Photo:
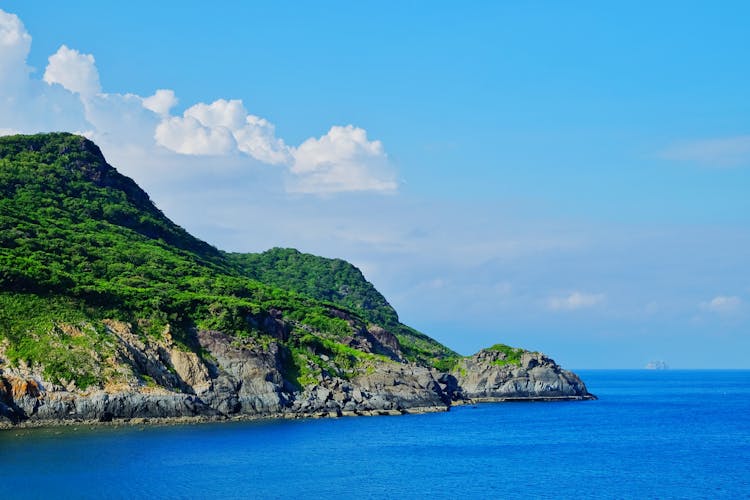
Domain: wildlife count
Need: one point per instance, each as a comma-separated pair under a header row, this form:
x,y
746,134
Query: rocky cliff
x,y
157,379
109,311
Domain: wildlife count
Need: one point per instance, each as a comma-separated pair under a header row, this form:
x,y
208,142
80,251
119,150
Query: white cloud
x,y
342,160
722,304
720,152
28,105
129,127
161,102
15,43
189,136
76,72
222,127
575,300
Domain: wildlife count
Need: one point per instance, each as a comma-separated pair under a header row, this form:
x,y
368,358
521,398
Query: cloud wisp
x,y
722,304
719,152
575,301
70,97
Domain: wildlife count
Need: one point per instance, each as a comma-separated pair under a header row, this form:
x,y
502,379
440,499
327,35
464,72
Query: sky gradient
x,y
570,178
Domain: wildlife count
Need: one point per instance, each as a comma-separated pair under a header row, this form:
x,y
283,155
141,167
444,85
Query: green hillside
x,y
80,243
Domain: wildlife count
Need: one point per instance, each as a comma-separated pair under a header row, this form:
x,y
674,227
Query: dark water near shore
x,y
652,434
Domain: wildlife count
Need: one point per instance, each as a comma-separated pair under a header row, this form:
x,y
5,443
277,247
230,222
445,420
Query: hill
x,y
102,296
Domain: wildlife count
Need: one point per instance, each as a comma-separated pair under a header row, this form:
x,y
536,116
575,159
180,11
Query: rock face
x,y
490,376
159,379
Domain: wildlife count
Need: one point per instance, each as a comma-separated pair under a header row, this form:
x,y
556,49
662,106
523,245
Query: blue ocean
x,y
652,434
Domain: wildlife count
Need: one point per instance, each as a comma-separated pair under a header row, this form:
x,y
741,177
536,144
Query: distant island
x,y
111,312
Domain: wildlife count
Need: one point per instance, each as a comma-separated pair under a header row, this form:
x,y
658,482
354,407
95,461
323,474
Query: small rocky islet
x,y
109,312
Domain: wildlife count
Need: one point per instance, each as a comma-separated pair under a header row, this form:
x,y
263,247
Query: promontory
x,y
111,312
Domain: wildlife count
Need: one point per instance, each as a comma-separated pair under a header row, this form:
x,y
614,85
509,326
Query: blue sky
x,y
568,177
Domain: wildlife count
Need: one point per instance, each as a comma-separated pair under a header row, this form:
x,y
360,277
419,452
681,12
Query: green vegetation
x,y
512,354
338,282
80,243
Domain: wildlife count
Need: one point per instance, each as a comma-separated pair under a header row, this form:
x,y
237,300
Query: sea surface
x,y
652,434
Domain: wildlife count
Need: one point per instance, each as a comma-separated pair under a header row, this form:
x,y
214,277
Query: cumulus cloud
x,y
74,71
722,304
28,105
15,44
161,102
574,301
221,128
70,97
342,160
721,152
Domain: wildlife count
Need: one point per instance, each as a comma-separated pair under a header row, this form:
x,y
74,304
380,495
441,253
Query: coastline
x,y
278,416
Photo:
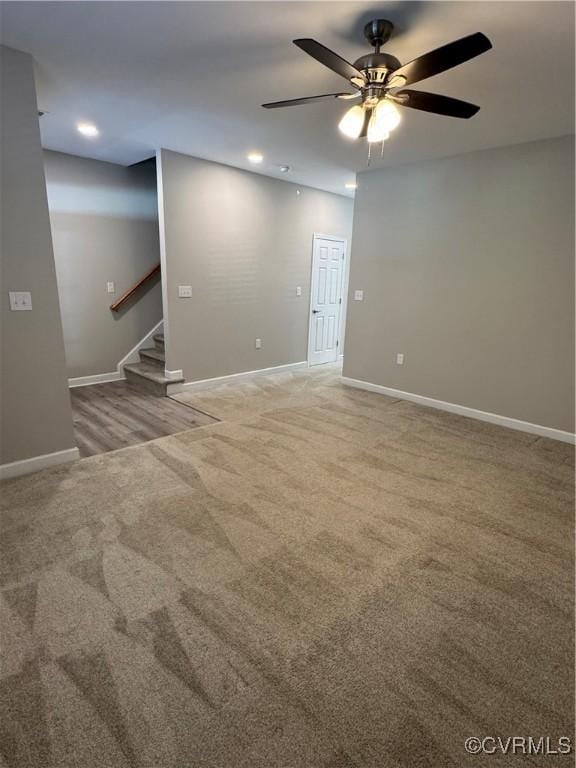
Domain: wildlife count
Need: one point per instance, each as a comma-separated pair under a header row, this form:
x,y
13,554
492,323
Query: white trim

- - - -

--- Goal of the exercise ---
Give an exact reproduction of every line, leaving out any picture.

--- The reply ---
Photo:
Domain: wildlife count
Need: one point per instance, each as a comma-separated pair under a header row, this form:
x,y
746,134
Query: rocky cliff
x,y
157,379
109,311
Domain: wildlife count
Need: one point per instance, each as a comma-separated pair under a header row, this form:
x,y
208,142
80,251
119,150
Query: white cloud
x,y
342,160
722,304
720,152
28,105
129,127
161,102
15,43
189,136
76,72
222,127
575,300
Domain: wildlife count
Need: one point per instance, each as a comma-separated pair under a header row, this form:
x,y
368,358
521,398
Query: cloud wisp
x,y
722,304
719,152
575,301
70,97
Domain: wildlife count
Need: one point per instance, each as a comma-separated pair under a header row, this form:
x,y
502,379
440,499
327,35
464,72
Query: sky gradient
x,y
570,178
Domain: wildlife count
Need: one point per instance, each as a comma-separated pair under a header row, this form:
x,y
283,155
141,167
444,85
Query: green hillside
x,y
80,243
Domain: wildlife count
Need: one point per instance, each as a comma-separated pair under a header row, this form:
x,y
674,227
Query: dark water near shore
x,y
652,434
Domain: wildlife count
Need: one point per instance, each as a comma-separated pair under a header row, this form:
x,y
5,443
277,247
230,222
445,420
Query: hill
x,y
102,296
Domain: wildlife count
Need: one point per instance, each as a comma-separated pair under a header row, this form:
x,y
536,116
575,159
180,11
Query: rock face
x,y
490,376
159,379
Domain: wildlife count
Need: one point per instance, each as a comma-separated pair under a header row, this form:
x,y
556,49
662,106
523,245
Query: blue ocean
x,y
652,434
Domain: wildlife count
Need: one point per instance, each as a comma-separated pair under a header row, this form:
x,y
741,177
536,144
Query: distant island
x,y
111,312
Domain: wildlife count
Need: one point per instance, each as a comma-separated pair under a header row, this form:
x,y
658,482
354,407
95,461
323,474
Query: small rocky islet
x,y
109,312
Domain: wildlife count
Need: one point per instance, each as a comma-separated pair under a header row, this form:
x,y
263,247
Query: promontory
x,y
111,312
Domain: wildlife count
Need: one point per instance, each as a comma-separated pair under a header row, this form:
x,y
614,85
509,326
Query: blue sky
x,y
568,177
Domain: wildlife count
Need: one point per instance, each as a comma-separated pair under a header row, this form:
x,y
360,277
419,452
681,12
Query: green vegetation
x,y
512,354
338,282
80,243
Domain: wildlife count
Need: one point per instance, each as a comma-separated pair under a header row, this form:
x,y
237,300
Query: sea surface
x,y
652,434
Domain: wildlife count
Need: one point per instance, each as a comma-separated pair under a header row, this form:
x,y
214,277
Query: cumulus cloud
x,y
74,71
722,304
28,105
15,44
161,102
574,301
221,128
70,97
342,160
721,152
Domain: wildlife count
Need: one point per instance, each as a comma-separated pair under a header row, this form:
x,y
74,304
380,495
441,253
Query: coastline
x,y
278,416
Photo:
Domain: wildlife count
Need: one point per instance, each as a comma-separated pair under a header row, this form:
x,y
13,554
492,323
Query: white trim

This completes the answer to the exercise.